- DIRECTIONS FOR THIS TASK -
Arrange the lines from the line with "task: provide the mask of each instance of the rocky" to the line with "[[[4,140],[0,144],[0,168],[23,163],[23,155],[15,136]]]" as a Markdown table with the columns Row and Line. Leave out blank lines.

— Start of RECORDS FOR THE EXERCISE —

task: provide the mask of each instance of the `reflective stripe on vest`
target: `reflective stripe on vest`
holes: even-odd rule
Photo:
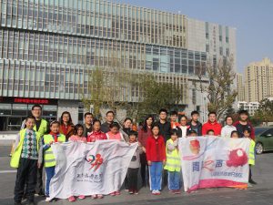
[[[173,140],[170,138],[166,143],[166,156],[167,161],[164,167],[165,169],[169,171],[180,171],[181,170],[181,162],[179,158],[179,152],[177,149],[170,151],[167,149],[168,144],[173,144]]]
[[[47,130],[47,121],[46,119],[41,119],[41,125],[39,127],[39,130],[36,130],[36,125],[33,128],[34,130],[38,132],[41,136],[45,135]]]
[[[51,141],[54,141],[54,137],[52,135],[44,136],[45,144],[49,144]],[[66,142],[66,136],[60,134],[58,137],[58,142]],[[51,147],[45,151],[44,159],[46,168],[56,166],[56,159]]]
[[[24,144],[25,131],[26,131],[26,128],[20,130],[20,141],[17,145],[17,148],[15,148],[15,150],[13,153],[11,160],[10,160],[10,166],[12,168],[19,167],[19,161],[20,161],[21,153],[22,153],[22,149],[23,149],[23,144]],[[38,132],[35,132],[35,134],[36,136],[37,152],[39,153],[39,140],[40,140],[41,135]]]
[[[255,165],[255,141],[250,139],[248,164]]]

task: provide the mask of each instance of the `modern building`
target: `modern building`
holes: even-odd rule
[[[195,87],[197,75],[207,83],[207,60],[232,56],[236,61],[235,28],[185,15],[101,0],[2,0],[0,11],[5,130],[16,128],[36,102],[46,118],[68,110],[81,122],[88,72],[111,67],[116,59],[119,67],[178,81],[186,87],[181,111],[198,109],[205,120],[207,98]],[[139,95],[127,88],[128,101]]]
[[[237,83],[237,92],[238,92],[238,101],[245,101],[245,85],[243,75],[240,73],[236,74],[236,83]]]
[[[250,116],[255,114],[255,111],[258,109],[259,102],[246,102],[246,101],[238,101],[238,109],[248,110]]]
[[[259,102],[273,97],[273,63],[269,58],[250,63],[245,68],[245,99]]]

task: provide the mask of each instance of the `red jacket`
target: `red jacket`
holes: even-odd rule
[[[138,141],[140,142],[140,144],[146,148],[146,144],[147,144],[147,139],[149,138],[149,136],[152,135],[152,130],[147,128],[147,132],[141,128],[138,131]]]
[[[243,126],[240,121],[237,121],[233,124],[233,126],[237,128],[237,131],[239,135],[239,138],[244,138],[244,128],[248,128],[250,130],[250,138],[255,140],[255,130],[251,123],[248,121],[246,126]]]
[[[221,129],[222,126],[220,123],[217,123],[217,121],[213,124],[210,121],[207,121],[205,123],[202,127],[202,135],[207,135],[207,130],[212,129],[214,130],[215,136],[220,136],[221,135]]]
[[[148,137],[146,144],[146,156],[148,161],[166,160],[165,141],[162,136],[155,138],[154,136]]]
[[[103,140],[103,139],[107,139],[107,138],[106,135],[102,131],[98,131],[98,132],[93,131],[87,136],[87,142],[94,142],[96,140]]]

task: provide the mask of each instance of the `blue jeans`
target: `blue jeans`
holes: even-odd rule
[[[149,166],[149,175],[150,175],[150,190],[160,190],[162,182],[162,161],[152,161],[151,166]]]
[[[167,171],[168,190],[180,190],[180,171]]]
[[[50,185],[50,180],[55,175],[55,166],[54,167],[49,167],[46,168],[46,196],[49,197],[49,185]]]

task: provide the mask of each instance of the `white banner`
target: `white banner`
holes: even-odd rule
[[[211,187],[246,189],[249,145],[248,138],[179,138],[185,191]]]
[[[109,194],[122,186],[137,143],[117,140],[66,142],[52,146],[56,159],[50,198]]]

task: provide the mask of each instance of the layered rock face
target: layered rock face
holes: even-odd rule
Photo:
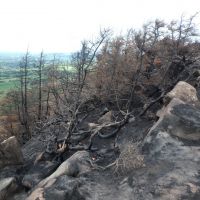
[[[9,173],[7,176],[6,173],[1,175],[6,168],[2,169],[0,200],[200,199],[200,108],[196,90],[188,83],[179,82],[171,92],[166,94],[164,103],[163,108],[157,112],[158,121],[147,130],[142,140],[139,137],[139,153],[144,156],[144,164],[140,165],[141,167],[129,168],[128,173],[117,174],[116,165],[107,169],[97,166],[93,162],[94,154],[91,151],[74,152],[61,164],[38,159],[37,162],[29,165],[28,169],[21,169],[23,172],[21,177],[18,177],[15,171],[9,176]],[[98,123],[106,123],[112,120],[111,117],[111,113],[107,112],[104,117],[99,118]],[[140,119],[142,120],[144,119]],[[121,135],[116,144],[119,146],[119,153],[121,153],[119,158],[122,159],[122,164],[122,150],[126,149],[124,145],[133,144],[134,132],[140,134],[143,126],[144,123],[139,123],[137,119],[130,120],[118,133]],[[12,138],[11,140],[15,141]],[[35,140],[32,141],[35,145]],[[105,141],[113,142],[112,139]],[[7,145],[5,142],[1,144],[5,155],[6,152],[13,152],[13,145],[12,147],[8,145],[10,143],[8,140]],[[34,147],[31,141],[29,145]],[[105,146],[106,143],[103,145]],[[4,163],[2,167],[23,161],[20,148],[18,146],[16,148],[18,151],[15,153],[2,157],[4,159],[4,162],[3,160],[0,162]],[[28,151],[24,148],[23,152],[26,154]],[[107,149],[99,152],[103,156],[110,154]],[[132,155],[124,155],[126,160],[134,159]],[[11,160],[6,162],[6,158],[14,159],[11,159],[13,162]],[[28,156],[25,158],[28,162]],[[29,162],[32,162],[32,157]],[[20,187],[22,189],[16,194]]]
[[[17,139],[13,136],[0,144],[0,169],[23,163],[23,155]]]

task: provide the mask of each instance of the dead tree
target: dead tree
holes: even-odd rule
[[[25,127],[27,136],[31,137],[29,126],[29,113],[28,113],[28,68],[30,62],[30,55],[27,51],[25,56],[20,62],[20,93],[21,93],[21,123]]]

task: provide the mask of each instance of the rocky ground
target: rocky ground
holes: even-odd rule
[[[102,110],[83,130],[113,120]],[[90,151],[52,156],[45,148],[41,136],[22,147],[15,137],[0,144],[0,200],[200,199],[200,106],[185,82],[165,95],[157,120],[132,116],[116,136],[96,135]]]

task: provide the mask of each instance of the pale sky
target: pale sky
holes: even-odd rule
[[[198,11],[200,0],[0,0],[0,51],[72,52],[100,28],[120,33]]]

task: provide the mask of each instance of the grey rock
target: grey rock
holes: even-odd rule
[[[7,200],[19,188],[17,181],[14,177],[9,177],[0,180],[0,200]]]
[[[4,140],[0,144],[0,168],[23,163],[23,155],[15,136]]]

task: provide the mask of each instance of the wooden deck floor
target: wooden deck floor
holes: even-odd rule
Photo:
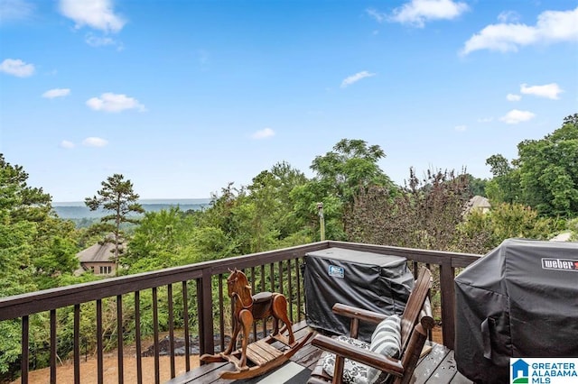
[[[297,338],[304,336],[309,328],[305,325],[305,322],[301,322],[294,325],[295,336]],[[312,370],[317,361],[322,354],[322,351],[318,348],[311,345],[311,342],[303,346],[299,352],[297,352],[293,358],[292,361],[310,370]],[[185,383],[231,383],[240,384],[242,380],[229,380],[222,379],[219,378],[219,375],[223,370],[232,370],[232,364],[228,362],[214,362],[200,366],[195,370],[186,372],[177,378],[174,378],[167,382],[167,384],[185,384]],[[271,378],[275,378],[275,372],[270,374]],[[453,359],[453,351],[447,349],[443,345],[433,343],[432,351],[425,355],[419,361],[414,376],[415,377],[415,384],[467,384],[471,383],[471,380],[463,377],[456,370],[455,360]],[[253,384],[257,382],[255,379],[247,380],[247,384]],[[291,382],[292,384],[305,383],[307,379],[303,380],[290,380],[285,382]],[[283,384],[281,380],[275,380],[276,384]]]

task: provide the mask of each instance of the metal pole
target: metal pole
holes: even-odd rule
[[[325,241],[325,217],[323,216],[323,203],[317,203],[317,211],[319,213],[319,226],[321,241]]]

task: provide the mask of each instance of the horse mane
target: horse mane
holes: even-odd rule
[[[248,289],[250,294],[251,285],[249,284],[249,280],[248,279],[247,279],[247,276],[245,275],[245,273],[243,273],[243,271],[241,270],[235,269],[235,270],[231,271],[231,275],[228,277],[228,280],[230,279],[233,276],[235,277],[234,279],[237,279],[238,280],[235,285],[237,287],[245,288],[246,289]],[[239,294],[240,292],[237,292],[237,293]]]

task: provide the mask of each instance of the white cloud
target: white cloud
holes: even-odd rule
[[[498,15],[500,23],[517,23],[520,19],[520,15],[515,11],[503,11]]]
[[[522,84],[520,86],[520,92],[524,95],[534,95],[538,97],[547,97],[556,100],[558,99],[558,95],[564,92],[564,90],[561,89],[556,83],[531,87]]]
[[[55,98],[55,97],[64,97],[70,95],[70,89],[69,88],[54,88],[48,90],[42,94],[42,97],[45,98]]]
[[[266,139],[267,137],[273,137],[273,136],[275,136],[275,131],[273,131],[271,128],[262,129],[251,135],[253,139],[257,139],[257,140]]]
[[[33,64],[26,64],[20,59],[6,59],[0,64],[0,72],[18,78],[28,78],[34,73]]]
[[[0,0],[0,24],[13,20],[25,20],[34,12],[34,5],[24,0]]]
[[[107,45],[112,45],[117,47],[117,50],[123,50],[122,42],[117,41],[117,40],[107,36],[100,37],[100,36],[95,36],[93,33],[87,33],[84,41],[86,41],[87,44],[89,44],[91,47],[106,47]]]
[[[87,137],[82,141],[82,145],[85,147],[105,147],[107,144],[108,142],[99,137]]]
[[[527,122],[536,117],[536,114],[529,111],[520,111],[518,109],[512,109],[506,115],[499,118],[500,121],[507,124],[517,124],[522,122]]]
[[[74,142],[69,142],[68,140],[63,140],[61,142],[61,148],[65,148],[67,150],[70,150],[72,148],[74,148],[76,145],[74,145]]]
[[[60,11],[76,23],[77,29],[88,25],[106,32],[117,32],[126,23],[115,14],[111,0],[61,0]]]
[[[432,20],[452,20],[469,9],[465,3],[452,0],[411,0],[394,9],[388,20],[423,28]]]
[[[351,75],[346,78],[343,81],[341,81],[341,87],[344,88],[346,87],[350,86],[353,83],[359,81],[365,78],[371,78],[372,76],[376,76],[375,73],[368,72],[367,70],[363,70],[361,72],[358,72],[355,75]]]
[[[381,12],[375,10],[373,8],[368,8],[365,10],[366,14],[368,14],[369,16],[373,17],[374,19],[376,19],[376,21],[378,23],[383,23],[386,20],[387,20],[387,15],[386,14],[382,14]]]
[[[518,47],[578,41],[578,7],[571,11],[545,11],[536,25],[522,23],[490,24],[465,42],[461,54],[489,50],[517,51]]]
[[[126,109],[136,109],[144,112],[144,105],[138,100],[128,97],[126,95],[117,95],[110,92],[100,95],[100,97],[92,97],[87,100],[87,105],[95,111],[122,112]]]

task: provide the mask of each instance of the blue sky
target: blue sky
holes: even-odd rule
[[[0,0],[0,151],[56,202],[311,177],[342,138],[488,178],[577,105],[575,0]]]

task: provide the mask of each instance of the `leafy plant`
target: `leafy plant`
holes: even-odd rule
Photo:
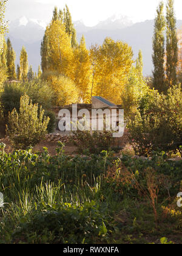
[[[46,135],[49,118],[44,117],[44,111],[38,105],[33,105],[27,95],[20,99],[19,113],[15,108],[9,114],[7,133],[17,149],[26,149],[39,143]]]

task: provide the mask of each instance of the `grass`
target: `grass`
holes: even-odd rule
[[[0,243],[182,242],[181,161],[155,152],[146,161],[106,151],[73,157],[63,146],[52,157],[1,145]]]

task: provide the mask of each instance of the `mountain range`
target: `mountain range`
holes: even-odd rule
[[[106,37],[115,40],[121,40],[132,46],[134,59],[140,49],[143,55],[144,74],[150,76],[152,71],[152,36],[153,20],[133,24],[126,16],[114,15],[107,20],[99,22],[94,27],[87,27],[81,21],[74,22],[78,41],[84,34],[87,46],[92,44],[101,44]],[[182,20],[177,21],[177,27],[182,26]],[[9,24],[9,31],[7,37],[12,41],[16,54],[16,63],[19,62],[19,57],[24,45],[28,53],[29,62],[32,65],[35,71],[41,63],[40,47],[46,23],[44,21],[27,19],[21,17]]]

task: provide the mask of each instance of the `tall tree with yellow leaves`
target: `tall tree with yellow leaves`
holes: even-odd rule
[[[127,44],[106,38],[98,56],[98,95],[116,104],[121,102],[120,95],[132,64],[133,52]]]
[[[28,55],[24,46],[22,47],[19,57],[21,79],[25,81],[29,72]]]
[[[60,75],[72,77],[73,49],[71,39],[59,20],[53,21],[47,27],[49,38],[49,70]]]
[[[96,81],[98,76],[98,60],[99,55],[100,46],[97,44],[92,44],[90,49],[90,103],[92,102],[92,98],[93,95],[96,96]]]
[[[79,46],[74,51],[74,63],[75,68],[73,80],[78,90],[79,101],[89,102],[90,62],[89,51],[86,48],[83,35]]]
[[[12,43],[10,38],[7,40],[7,66],[8,77],[10,80],[16,79],[16,71],[15,71],[15,59],[16,54],[15,51],[13,49]]]

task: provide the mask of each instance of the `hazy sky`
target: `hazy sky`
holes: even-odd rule
[[[128,16],[133,22],[152,20],[160,0],[8,0],[5,18],[13,20],[22,16],[49,21],[54,5],[69,6],[73,20],[94,26],[115,13]],[[164,1],[166,2],[167,0]],[[182,20],[182,0],[175,0],[177,19]]]

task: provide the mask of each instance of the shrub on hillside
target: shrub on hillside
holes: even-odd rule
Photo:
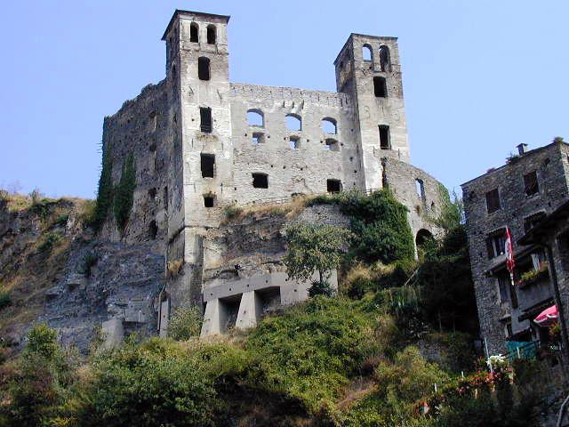
[[[168,323],[168,335],[176,341],[188,341],[199,336],[203,318],[196,305],[178,309]]]

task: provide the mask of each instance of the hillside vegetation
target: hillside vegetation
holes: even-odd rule
[[[533,424],[538,388],[526,384],[537,367],[501,366],[489,376],[477,360],[458,203],[448,200],[441,216],[453,220],[419,262],[405,207],[389,190],[309,203],[338,204],[352,220],[339,295],[207,342],[195,336],[200,318],[190,310],[172,320],[171,338],[132,335],[115,350],[95,341],[86,359],[37,325],[0,367],[0,425]]]

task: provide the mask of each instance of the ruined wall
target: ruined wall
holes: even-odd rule
[[[409,210],[407,218],[415,239],[421,230],[437,235],[440,230],[429,217],[440,214],[442,184],[421,169],[393,157],[382,157],[381,165],[383,184]]]
[[[504,166],[462,184],[480,327],[491,353],[504,350],[506,334],[503,319],[512,317],[514,333],[527,327],[528,321],[520,323],[513,318],[518,312],[512,312],[509,302],[501,302],[498,280],[485,277],[485,270],[505,260],[505,255],[488,259],[486,238],[494,230],[509,227],[514,240],[514,253],[523,249],[516,242],[525,234],[524,220],[538,212],[552,212],[569,196],[566,152],[566,144],[550,144],[529,151]],[[524,189],[524,175],[532,171],[537,171],[539,193],[527,197]],[[498,189],[500,194],[501,209],[488,214],[485,194],[494,189]]]
[[[167,236],[167,205],[172,126],[167,83],[146,86],[119,111],[105,117],[103,147],[112,157],[113,186],[129,155],[134,156],[136,187],[124,233],[117,229],[112,207],[101,237],[130,243],[154,240],[162,252]]]

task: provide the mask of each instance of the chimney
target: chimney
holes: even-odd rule
[[[517,147],[517,154],[524,156],[527,152],[527,144],[519,144]]]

— End of RECORDS FOR THE EXERCISE —

- RESPONSE BELOW -
| Row | Line |
|---|---|
| 1 | task: provide the mask of each instance of the rocky ground |
| 2 | target: rocky ground |
| 3 | holes: even-odd rule |
| 4 | [[[102,110],[83,130],[113,120]],[[90,151],[52,156],[45,148],[41,136],[22,147],[15,137],[0,144],[0,200],[200,199],[200,106],[185,82],[165,95],[157,120],[132,116],[116,136],[96,135]]] |
| 5 | task: provide the mask of each instance of the pale sky |
| 6 | target: pale sky |
| 7 | holes: even-odd rule |
| 8 | [[[198,11],[200,0],[0,0],[0,51],[72,52],[100,28],[120,33]]] |
| 9 | task: provide the mask of each instance of the grey rock |
| 10 | target: grey rock |
| 11 | holes: even-odd rule |
| 12 | [[[7,200],[19,188],[17,181],[14,177],[9,177],[0,180],[0,200]]] |
| 13 | [[[4,140],[0,144],[0,168],[23,163],[23,155],[15,136]]] |